### Given entries ###
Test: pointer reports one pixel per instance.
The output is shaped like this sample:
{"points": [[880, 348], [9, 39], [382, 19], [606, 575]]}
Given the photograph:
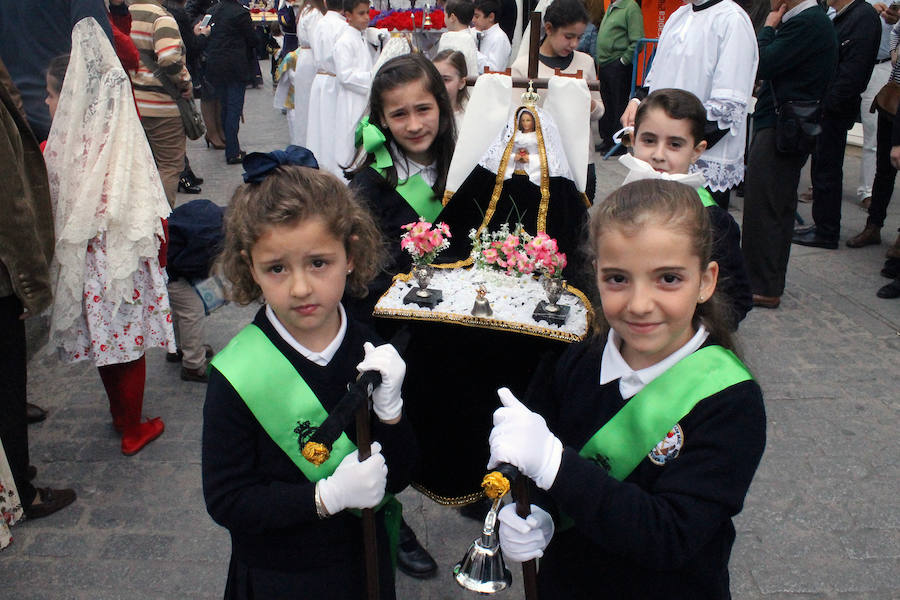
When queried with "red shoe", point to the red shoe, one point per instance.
{"points": [[137, 436]]}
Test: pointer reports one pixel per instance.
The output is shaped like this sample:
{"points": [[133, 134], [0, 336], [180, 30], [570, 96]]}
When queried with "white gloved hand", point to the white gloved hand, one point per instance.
{"points": [[354, 484], [524, 539], [385, 359], [521, 438]]}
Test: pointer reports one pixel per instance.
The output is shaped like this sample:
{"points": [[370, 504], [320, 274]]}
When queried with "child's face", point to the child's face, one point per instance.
{"points": [[562, 41], [358, 18], [650, 283], [452, 80], [482, 21], [52, 98], [302, 270], [412, 114], [665, 143], [526, 122]]}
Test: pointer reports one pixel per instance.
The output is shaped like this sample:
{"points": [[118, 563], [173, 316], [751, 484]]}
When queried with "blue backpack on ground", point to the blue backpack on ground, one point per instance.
{"points": [[196, 235]]}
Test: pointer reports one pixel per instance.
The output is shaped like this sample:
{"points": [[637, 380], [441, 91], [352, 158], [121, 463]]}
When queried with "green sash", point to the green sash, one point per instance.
{"points": [[706, 197], [281, 401], [623, 442], [414, 190]]}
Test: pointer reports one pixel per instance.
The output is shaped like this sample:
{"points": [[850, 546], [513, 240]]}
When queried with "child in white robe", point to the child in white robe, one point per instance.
{"points": [[340, 88], [494, 44]]}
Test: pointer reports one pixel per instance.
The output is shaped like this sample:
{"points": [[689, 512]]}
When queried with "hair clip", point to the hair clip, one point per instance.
{"points": [[257, 165], [623, 136]]}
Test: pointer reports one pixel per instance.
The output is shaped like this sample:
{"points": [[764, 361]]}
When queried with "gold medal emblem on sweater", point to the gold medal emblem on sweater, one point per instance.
{"points": [[668, 448]]}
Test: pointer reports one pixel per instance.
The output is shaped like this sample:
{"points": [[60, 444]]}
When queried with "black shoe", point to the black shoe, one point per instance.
{"points": [[814, 240], [412, 558], [186, 186], [236, 160], [196, 375], [476, 511], [189, 173], [34, 413], [178, 354], [50, 502], [891, 290]]}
###
→ Task to complete
Write out each line again precisely as it appears, skipping every picture.

→ Result below
Test: pointer reports one pixel per instance.
The output is shaped like this sample:
{"points": [[880, 348], [9, 39], [382, 19], [606, 575]]}
Given the photograph:
When queried with "red shoe", point to the red shoe, one point per instance.
{"points": [[137, 436]]}
Test: pointer reports one pixel per instance.
The output is shaped like this sample:
{"points": [[133, 134], [0, 336], [180, 30], [570, 96]]}
When queried with "white gloved hand", point to the white gloved hand, one point per instance.
{"points": [[354, 484], [524, 539], [385, 359], [521, 438]]}
Test: pointer reports one pixel per instance.
The output is shaped like this sample:
{"points": [[370, 504], [320, 274]]}
When queried with "child's face", point to the child's face, one point per instance.
{"points": [[562, 41], [358, 18], [650, 283], [452, 80], [482, 21], [52, 98], [302, 270], [412, 114], [665, 143], [526, 122]]}
Test: pointer reports one pixel per instance.
The output is shaped like this sample:
{"points": [[118, 563], [173, 316], [751, 484]]}
When queried with "blue backpack on ground", point to the blue backpack on ground, one point per instance.
{"points": [[196, 235]]}
Test: pointer reports one pixel per instance.
The output is shaped like this sample:
{"points": [[637, 380], [441, 91], [352, 158], [121, 463]]}
When queried with "green sash", point to the green sash, one point per instance.
{"points": [[706, 197], [281, 401], [623, 442], [414, 190]]}
Test: pointer reports one pixel per instance.
The output is shaped like this sample:
{"points": [[850, 546], [513, 240]]}
When queried with "child in white robe", point to the child in white robe, one point per instance.
{"points": [[340, 88], [494, 44]]}
Test: pointer reports one pixel per instance.
The output is shaped like this sample:
{"points": [[689, 512]]}
When queried with "hair clip", point to the hair clip, one point per instance.
{"points": [[257, 165], [623, 136]]}
Test: pointer reports one pixel per instance.
The output is shaped like this sample:
{"points": [[764, 361]]}
When queried with "gold medal emblem on sweater", point to the gold medal emblem on sweater, one point per instance.
{"points": [[668, 448]]}
Test: pointer reports one pixel per instance.
The output is shaped like this sample:
{"points": [[60, 444]]}
When queried with "black shoe", point to the black shoe, one point per instance.
{"points": [[814, 240], [412, 558], [186, 186], [236, 160], [196, 375], [476, 511], [189, 173], [34, 413], [178, 354], [50, 502], [891, 290]]}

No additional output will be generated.